Emily Altimari didn’t quite have the conventional start most creative industries professionals do. During her time as an undergraduate student at Colorado State University, she first studied zoology. Her love for animals motivated her to take up an animal care internship in a Chicago area zoo. It was during her time there that she realized that she was more interested in understanding people and working with them. “I always loved writing and when I was a child I would write small chapter books,” she explained, “so when I got back to Colorado State, I switched my major to Journalism with a double major in Spanish.”
Her time as a Journalism major allowed her to hone in her personal voice and she picked up comedy. “Apart from learning the bare bones of writing, I also started a satire monthly column in the Colorado State newspaper,” she mentioned. As she worked on her writing further, she found herself going down a public relations path. “I kind of like to talk to people and be around them and I thought that was a good way to use that skill with my writing,” she explains. After a year of working for a tech public relations firm in San Francisco, Altimari eventually applied for a public relations job at the Lincoln Park Zoo in Chicago. “It was an incredible job,” she explains, “I got to live stream sloths and create a soap opera about the drama going on in the penguin colony. It really allowed me to be creative.”

⁂

WORK TASK 1 -
In the profile of Emily Altimari, what did she switch her major to after returning to Colorado State?
WORK TASK 2 -
Please resume the profile of Emily Altimari, picking up right after its final sentence.

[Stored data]
⁂

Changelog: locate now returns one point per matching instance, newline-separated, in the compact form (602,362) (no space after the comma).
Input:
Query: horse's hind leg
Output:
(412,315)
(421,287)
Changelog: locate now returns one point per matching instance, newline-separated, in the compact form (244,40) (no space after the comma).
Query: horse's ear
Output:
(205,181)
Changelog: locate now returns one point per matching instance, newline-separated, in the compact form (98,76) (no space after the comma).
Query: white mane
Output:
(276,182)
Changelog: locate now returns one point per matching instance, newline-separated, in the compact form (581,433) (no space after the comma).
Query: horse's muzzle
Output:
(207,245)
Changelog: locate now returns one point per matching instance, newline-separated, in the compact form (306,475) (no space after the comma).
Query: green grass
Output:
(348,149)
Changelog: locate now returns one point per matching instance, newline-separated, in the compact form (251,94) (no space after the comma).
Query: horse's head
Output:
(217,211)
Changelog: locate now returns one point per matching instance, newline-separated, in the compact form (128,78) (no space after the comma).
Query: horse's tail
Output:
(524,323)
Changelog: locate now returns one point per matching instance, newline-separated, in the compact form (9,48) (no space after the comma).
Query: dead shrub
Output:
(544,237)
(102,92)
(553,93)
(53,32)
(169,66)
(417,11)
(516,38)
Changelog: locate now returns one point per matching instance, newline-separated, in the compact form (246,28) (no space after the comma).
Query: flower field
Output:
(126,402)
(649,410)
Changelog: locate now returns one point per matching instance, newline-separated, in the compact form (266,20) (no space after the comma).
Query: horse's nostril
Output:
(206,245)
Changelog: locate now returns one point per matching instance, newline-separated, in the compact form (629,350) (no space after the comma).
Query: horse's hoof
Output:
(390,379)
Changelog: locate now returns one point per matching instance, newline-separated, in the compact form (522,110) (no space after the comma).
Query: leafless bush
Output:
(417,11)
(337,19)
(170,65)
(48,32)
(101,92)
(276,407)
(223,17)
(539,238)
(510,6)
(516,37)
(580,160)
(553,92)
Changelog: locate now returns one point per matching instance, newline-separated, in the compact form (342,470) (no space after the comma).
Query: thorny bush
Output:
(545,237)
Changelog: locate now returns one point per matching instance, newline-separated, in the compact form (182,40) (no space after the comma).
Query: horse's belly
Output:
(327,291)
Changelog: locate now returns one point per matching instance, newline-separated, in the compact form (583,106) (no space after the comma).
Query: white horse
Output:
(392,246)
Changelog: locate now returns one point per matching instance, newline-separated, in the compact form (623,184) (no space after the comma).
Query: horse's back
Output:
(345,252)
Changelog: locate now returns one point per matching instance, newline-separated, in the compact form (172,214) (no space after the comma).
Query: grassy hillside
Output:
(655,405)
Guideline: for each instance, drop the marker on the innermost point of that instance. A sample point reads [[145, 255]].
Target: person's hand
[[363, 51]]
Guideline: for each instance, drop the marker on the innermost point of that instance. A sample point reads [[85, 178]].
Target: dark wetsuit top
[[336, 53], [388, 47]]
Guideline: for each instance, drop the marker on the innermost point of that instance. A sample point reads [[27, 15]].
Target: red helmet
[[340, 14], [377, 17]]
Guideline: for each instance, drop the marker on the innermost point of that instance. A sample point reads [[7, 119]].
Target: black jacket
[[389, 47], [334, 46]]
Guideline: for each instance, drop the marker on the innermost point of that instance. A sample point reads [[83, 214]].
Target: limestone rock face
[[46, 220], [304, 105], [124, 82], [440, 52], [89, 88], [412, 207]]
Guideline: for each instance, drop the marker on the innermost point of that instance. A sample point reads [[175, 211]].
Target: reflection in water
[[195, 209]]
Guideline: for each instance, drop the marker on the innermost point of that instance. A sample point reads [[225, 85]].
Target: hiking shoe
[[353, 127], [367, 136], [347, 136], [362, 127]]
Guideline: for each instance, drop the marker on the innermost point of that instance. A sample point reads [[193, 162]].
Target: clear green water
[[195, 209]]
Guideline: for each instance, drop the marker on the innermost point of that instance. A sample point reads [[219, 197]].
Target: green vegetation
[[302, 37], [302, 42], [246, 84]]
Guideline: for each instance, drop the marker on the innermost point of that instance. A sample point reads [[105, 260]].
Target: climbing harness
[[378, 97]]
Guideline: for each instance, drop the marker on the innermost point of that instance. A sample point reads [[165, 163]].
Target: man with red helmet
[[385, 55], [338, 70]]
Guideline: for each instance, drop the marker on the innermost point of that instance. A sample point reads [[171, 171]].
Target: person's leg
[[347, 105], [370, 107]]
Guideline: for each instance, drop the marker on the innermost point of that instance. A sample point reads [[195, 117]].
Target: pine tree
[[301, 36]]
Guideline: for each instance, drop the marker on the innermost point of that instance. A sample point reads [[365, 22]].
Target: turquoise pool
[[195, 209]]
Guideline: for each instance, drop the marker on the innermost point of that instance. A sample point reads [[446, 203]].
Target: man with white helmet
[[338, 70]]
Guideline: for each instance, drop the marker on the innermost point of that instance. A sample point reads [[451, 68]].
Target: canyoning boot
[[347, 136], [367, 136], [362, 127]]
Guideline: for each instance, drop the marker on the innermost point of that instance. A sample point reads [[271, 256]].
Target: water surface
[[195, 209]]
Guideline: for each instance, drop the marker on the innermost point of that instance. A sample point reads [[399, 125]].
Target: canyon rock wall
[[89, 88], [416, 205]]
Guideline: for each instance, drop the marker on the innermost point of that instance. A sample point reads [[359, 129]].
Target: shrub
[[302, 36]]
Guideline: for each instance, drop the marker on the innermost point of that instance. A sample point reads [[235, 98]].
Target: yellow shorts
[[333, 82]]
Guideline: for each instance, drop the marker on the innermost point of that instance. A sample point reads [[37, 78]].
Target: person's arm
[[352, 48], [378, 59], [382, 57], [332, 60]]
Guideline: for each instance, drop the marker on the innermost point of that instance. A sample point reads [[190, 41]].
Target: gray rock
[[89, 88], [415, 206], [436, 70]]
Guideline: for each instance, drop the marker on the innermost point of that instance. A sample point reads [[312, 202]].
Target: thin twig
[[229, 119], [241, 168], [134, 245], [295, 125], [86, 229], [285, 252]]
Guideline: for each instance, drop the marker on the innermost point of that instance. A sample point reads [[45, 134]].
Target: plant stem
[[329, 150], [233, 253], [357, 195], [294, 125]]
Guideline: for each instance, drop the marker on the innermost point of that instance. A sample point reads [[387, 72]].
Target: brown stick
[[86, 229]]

⁂

RESPONSE BOX 1 -
Journalism, with a double major in Spanish.

RESPONSE BOX 2 -
After her time at Lincoln Park Zoo, she started working for Northwestern Medicine as a content creator. Altimari believes that she has been able to find intersectionality between her passion and profession in every job she has worked. “I see my journalistic mindset as a framework and I am able to build everything else off of it,” she explains. Her work has allowed her to think critically about herself as a professional and has helped her understand what her dream project would be. Altimari wants to someday combine her love for the creative arts like music and her passion for fitness and wellbeing and create a yoga studio that fosters creative well-being. She believes that entrepreneurship will help open this avenue for her and that her time in the MSLCE program will be pivotal in this journey.